DATA PROVIDED
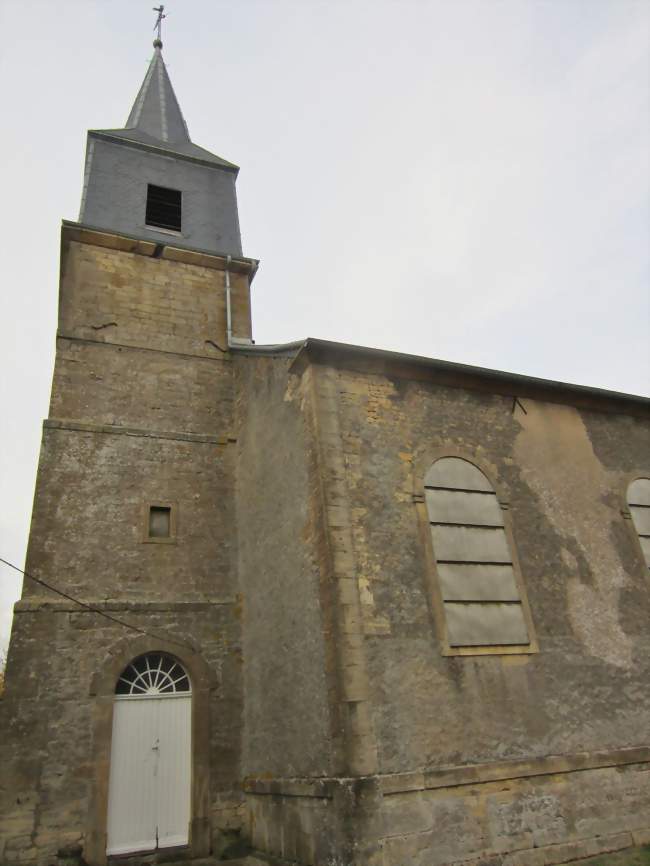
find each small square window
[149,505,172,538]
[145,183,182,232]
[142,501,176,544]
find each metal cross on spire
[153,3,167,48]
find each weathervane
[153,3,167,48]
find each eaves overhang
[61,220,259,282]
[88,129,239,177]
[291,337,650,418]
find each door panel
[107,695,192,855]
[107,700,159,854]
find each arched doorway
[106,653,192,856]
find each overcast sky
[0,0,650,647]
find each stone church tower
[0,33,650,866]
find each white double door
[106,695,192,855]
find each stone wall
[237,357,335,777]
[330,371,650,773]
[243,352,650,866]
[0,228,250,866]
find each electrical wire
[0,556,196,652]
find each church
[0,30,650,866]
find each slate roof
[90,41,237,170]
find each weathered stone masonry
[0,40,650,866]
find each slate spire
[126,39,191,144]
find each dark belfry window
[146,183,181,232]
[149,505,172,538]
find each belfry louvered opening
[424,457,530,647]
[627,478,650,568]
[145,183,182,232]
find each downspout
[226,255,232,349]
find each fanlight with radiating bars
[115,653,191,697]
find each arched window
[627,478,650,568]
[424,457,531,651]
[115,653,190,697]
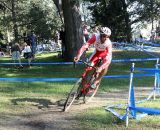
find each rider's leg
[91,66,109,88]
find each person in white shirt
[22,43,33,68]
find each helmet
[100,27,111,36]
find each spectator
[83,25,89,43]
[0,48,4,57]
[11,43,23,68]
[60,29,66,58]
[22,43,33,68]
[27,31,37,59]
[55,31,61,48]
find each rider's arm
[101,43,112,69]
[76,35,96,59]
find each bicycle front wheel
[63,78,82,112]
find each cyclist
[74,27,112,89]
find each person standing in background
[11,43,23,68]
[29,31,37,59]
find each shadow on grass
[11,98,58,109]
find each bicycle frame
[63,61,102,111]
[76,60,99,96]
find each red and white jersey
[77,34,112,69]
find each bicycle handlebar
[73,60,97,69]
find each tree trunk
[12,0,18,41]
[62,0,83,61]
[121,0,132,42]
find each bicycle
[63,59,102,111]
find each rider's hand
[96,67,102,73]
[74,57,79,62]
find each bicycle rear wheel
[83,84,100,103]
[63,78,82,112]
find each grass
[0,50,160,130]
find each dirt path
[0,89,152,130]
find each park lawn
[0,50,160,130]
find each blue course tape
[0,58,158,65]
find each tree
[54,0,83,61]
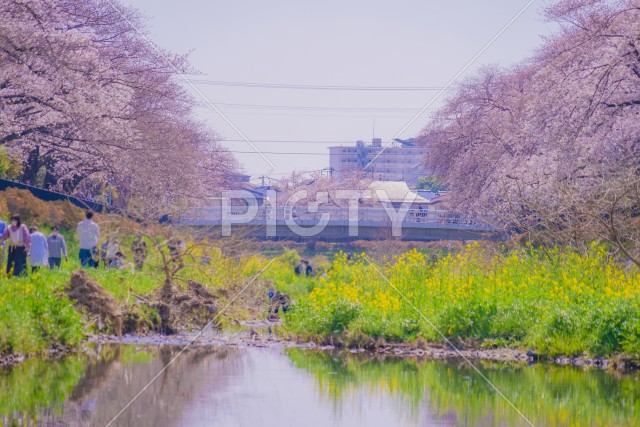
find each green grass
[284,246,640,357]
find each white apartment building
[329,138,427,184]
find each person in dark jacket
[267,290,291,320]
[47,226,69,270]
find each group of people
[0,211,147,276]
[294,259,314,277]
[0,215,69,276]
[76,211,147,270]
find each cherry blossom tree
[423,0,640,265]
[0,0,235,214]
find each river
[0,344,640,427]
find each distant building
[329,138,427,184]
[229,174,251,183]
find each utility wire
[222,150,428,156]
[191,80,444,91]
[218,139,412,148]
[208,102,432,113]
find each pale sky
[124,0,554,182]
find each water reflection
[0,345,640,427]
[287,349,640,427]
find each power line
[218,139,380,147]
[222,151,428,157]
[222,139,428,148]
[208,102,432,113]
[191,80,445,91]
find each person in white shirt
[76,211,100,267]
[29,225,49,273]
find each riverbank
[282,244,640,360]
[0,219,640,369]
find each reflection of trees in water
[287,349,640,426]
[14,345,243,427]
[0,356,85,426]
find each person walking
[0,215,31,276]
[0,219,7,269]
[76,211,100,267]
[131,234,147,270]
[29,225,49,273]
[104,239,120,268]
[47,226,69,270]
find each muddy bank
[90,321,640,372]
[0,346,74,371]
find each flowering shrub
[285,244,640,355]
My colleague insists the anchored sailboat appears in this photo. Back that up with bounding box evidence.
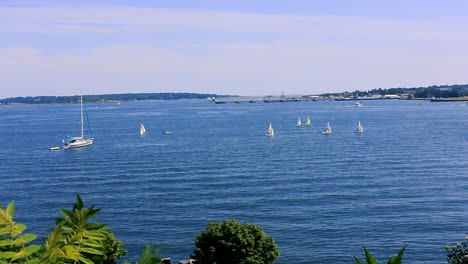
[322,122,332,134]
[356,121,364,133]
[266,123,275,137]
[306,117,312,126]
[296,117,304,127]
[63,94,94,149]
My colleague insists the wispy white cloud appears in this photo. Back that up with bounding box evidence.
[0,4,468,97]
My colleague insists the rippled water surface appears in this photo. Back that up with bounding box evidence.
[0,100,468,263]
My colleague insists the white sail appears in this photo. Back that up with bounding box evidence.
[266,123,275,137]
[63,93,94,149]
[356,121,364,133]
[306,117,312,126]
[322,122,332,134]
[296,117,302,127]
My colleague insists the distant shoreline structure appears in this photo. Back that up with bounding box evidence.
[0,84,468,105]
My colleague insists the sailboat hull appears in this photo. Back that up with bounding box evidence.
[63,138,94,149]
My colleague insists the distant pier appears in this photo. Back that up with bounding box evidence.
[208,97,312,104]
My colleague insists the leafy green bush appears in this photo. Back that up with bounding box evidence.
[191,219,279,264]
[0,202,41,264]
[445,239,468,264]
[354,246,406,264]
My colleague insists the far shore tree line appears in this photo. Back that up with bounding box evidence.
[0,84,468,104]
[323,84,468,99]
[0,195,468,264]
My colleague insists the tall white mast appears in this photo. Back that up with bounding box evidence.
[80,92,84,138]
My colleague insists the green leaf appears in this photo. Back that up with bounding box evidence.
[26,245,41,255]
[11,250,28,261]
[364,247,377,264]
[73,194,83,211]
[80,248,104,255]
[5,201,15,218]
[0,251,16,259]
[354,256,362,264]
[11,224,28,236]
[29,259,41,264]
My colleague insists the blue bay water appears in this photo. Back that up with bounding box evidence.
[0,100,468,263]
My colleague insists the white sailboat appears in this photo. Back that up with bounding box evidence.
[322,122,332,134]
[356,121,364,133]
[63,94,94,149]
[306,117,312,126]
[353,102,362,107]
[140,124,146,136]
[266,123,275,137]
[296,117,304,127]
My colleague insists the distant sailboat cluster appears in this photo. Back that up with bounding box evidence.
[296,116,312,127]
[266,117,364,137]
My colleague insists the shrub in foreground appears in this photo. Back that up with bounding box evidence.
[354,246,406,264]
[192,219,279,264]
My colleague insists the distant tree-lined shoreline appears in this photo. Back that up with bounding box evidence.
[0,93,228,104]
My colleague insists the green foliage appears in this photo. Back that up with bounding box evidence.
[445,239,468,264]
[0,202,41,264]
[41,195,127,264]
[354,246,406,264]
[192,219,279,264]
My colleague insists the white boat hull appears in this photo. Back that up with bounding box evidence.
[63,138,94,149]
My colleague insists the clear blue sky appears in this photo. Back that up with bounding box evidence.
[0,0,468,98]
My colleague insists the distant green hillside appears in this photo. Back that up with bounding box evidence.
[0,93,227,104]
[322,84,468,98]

WHAT YOU NEED TO DO
Rewrite the listing from the line containing "My colleague insists the white boat" through the end of the listing, keeping the requests, and add 39 to every bounding box coordinate.

FINISHED ANSWER
My colleague insists the white boat hull appears in this photo. Back that up with bounding box evidence.
[102,177,133,188]
My colleague insists the clear blue sky appears in this photo. Back that up with bounding box evidence.
[39,39,507,137]
My colleague insists the distant green hillside appears in this photo. Back that up with bounding box evidence.
[39,132,266,143]
[361,123,507,137]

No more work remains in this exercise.